__TASK PROMPT__
Count the lines in the listing below that contain the string "door", with case taken into account. Reply with the number only.

__GIVEN INFORMATION__

-=-=-=-=-

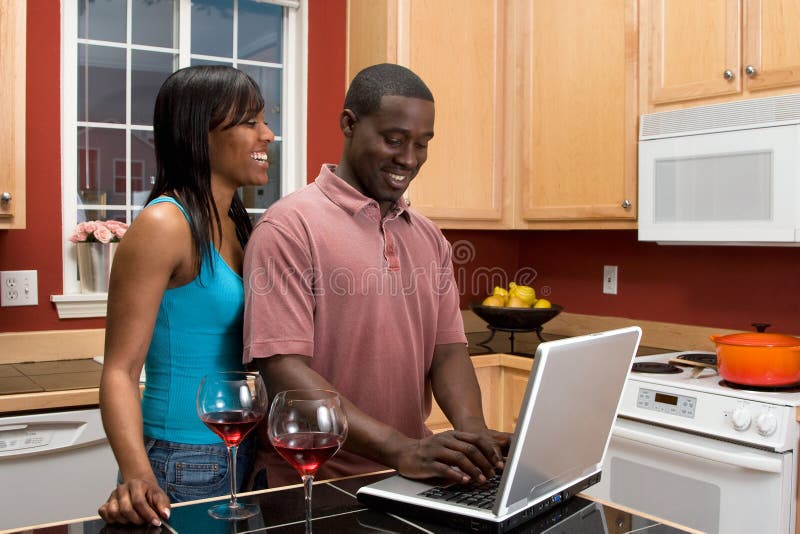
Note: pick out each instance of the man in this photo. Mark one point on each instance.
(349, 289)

-=-=-=-=-

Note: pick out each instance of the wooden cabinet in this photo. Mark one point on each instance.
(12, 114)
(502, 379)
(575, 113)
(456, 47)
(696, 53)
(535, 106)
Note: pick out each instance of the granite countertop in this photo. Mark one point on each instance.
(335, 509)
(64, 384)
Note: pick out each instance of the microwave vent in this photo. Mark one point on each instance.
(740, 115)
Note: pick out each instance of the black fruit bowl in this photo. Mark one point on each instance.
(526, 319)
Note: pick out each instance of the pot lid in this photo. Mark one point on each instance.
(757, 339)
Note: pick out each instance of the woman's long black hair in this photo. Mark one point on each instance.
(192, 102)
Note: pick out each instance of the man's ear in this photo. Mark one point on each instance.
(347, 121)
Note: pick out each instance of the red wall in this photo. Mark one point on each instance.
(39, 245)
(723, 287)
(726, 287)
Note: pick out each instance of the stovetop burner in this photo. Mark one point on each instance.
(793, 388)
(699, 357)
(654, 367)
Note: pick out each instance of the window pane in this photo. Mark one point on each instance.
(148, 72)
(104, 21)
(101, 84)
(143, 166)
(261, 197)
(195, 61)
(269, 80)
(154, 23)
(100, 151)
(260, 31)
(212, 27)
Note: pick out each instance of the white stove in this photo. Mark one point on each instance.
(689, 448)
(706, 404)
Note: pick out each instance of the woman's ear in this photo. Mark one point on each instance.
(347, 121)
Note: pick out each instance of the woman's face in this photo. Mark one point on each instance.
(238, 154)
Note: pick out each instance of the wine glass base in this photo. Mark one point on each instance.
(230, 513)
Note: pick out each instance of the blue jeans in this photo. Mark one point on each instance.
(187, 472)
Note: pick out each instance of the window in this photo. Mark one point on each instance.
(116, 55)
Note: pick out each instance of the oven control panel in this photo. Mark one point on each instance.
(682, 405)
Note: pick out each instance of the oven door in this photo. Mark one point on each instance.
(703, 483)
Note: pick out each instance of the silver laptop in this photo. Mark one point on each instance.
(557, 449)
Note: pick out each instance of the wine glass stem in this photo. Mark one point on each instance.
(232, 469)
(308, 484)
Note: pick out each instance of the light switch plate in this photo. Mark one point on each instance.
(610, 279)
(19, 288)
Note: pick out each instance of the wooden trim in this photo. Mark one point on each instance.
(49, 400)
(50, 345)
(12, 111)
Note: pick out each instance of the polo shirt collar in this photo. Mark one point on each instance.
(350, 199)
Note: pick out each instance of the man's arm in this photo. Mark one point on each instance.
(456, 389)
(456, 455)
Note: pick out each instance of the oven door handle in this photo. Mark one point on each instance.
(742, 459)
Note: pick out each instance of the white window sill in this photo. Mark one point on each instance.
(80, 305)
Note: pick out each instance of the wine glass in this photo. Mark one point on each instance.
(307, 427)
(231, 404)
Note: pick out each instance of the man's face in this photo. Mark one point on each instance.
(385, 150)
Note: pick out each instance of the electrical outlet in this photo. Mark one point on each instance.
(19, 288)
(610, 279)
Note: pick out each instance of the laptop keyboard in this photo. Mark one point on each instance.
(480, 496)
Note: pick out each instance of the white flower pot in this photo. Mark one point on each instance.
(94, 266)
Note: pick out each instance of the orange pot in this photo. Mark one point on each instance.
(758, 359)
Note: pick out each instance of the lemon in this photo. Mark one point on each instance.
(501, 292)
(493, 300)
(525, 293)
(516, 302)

-=-=-=-=-

__CORRECT RESPONSE__
2